____ Rows
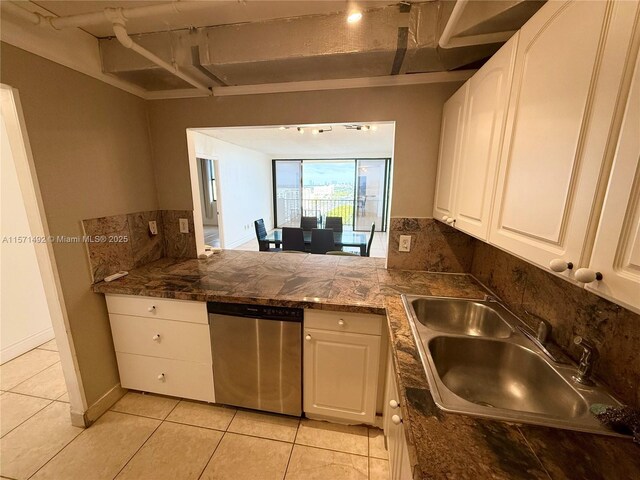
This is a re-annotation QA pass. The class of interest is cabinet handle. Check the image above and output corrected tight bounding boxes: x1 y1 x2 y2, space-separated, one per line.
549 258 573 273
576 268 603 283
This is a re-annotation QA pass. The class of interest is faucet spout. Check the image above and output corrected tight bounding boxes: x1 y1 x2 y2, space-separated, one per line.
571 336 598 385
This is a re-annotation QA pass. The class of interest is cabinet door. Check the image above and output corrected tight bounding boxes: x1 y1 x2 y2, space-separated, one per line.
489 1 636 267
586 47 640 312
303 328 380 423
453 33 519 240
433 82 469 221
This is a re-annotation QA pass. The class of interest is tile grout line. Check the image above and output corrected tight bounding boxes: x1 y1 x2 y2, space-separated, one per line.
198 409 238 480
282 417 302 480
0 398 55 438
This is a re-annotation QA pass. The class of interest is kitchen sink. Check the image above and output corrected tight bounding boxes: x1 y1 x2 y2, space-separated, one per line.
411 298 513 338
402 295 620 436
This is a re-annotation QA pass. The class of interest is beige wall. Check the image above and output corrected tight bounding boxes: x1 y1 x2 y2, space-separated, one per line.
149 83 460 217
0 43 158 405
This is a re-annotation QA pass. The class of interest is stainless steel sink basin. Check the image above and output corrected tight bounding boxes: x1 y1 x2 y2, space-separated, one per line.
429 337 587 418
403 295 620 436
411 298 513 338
________
### Your objective
Express every line of the data above as a JSON list of strings, one string per line, with blank lines and the pictures left out.

### Full response
[
  "This is a re-annotation QA pass. The class of interest is cabinet handle. Check the image above and output corrected tight bounding boxes: x1 y1 x2 y2, space-separated, one per line.",
  "549 258 573 273",
  "576 268 603 283",
  "This is a re-annotation QA pass. The class of interest is faucet spout. Check the image above and output corrected tight bounding boxes: x1 y1 x2 y2, space-separated, one per line.",
  "571 336 598 385",
  "This is a re-annotation QA pass. The class of interest is cabinet door. Check the image above and output corrected tight bounding boxes: x1 y1 x2 y2, space-separated, one per line.",
  "489 1 636 267",
  "586 47 640 312",
  "303 328 380 423",
  "453 33 519 240",
  "433 82 469 221",
  "This is a re-annotation QA pass. The class of interest is tile grout line. Check the image above and output corrected tight bounding boxes: x1 y1 x2 y2, space-separated, one per line.",
  "198 409 238 480",
  "282 417 302 480",
  "0 398 55 438",
  "This is a re-annotation QA pass. The class of interest is kitchen sink. Check the image above and output corrected tight bounding boxes: x1 y1 x2 y2, space-separated, one per line.",
  "411 298 513 338",
  "402 295 620 436",
  "This is a re-annotation QA pass. The class of interest is beige wall. Check the image above and output corrected tight bounding boxes: x1 y1 x2 y2, space-separated, one per line.",
  "149 83 460 217",
  "0 43 158 405",
  "This is a re-annotation QA pass. The class of interest is stainless steel sink basin. Check the image above and output corrected tight bounding boxes: x1 y1 x2 y2, space-separated, one per line.",
  "429 337 587 418",
  "403 295 620 436",
  "411 298 513 338"
]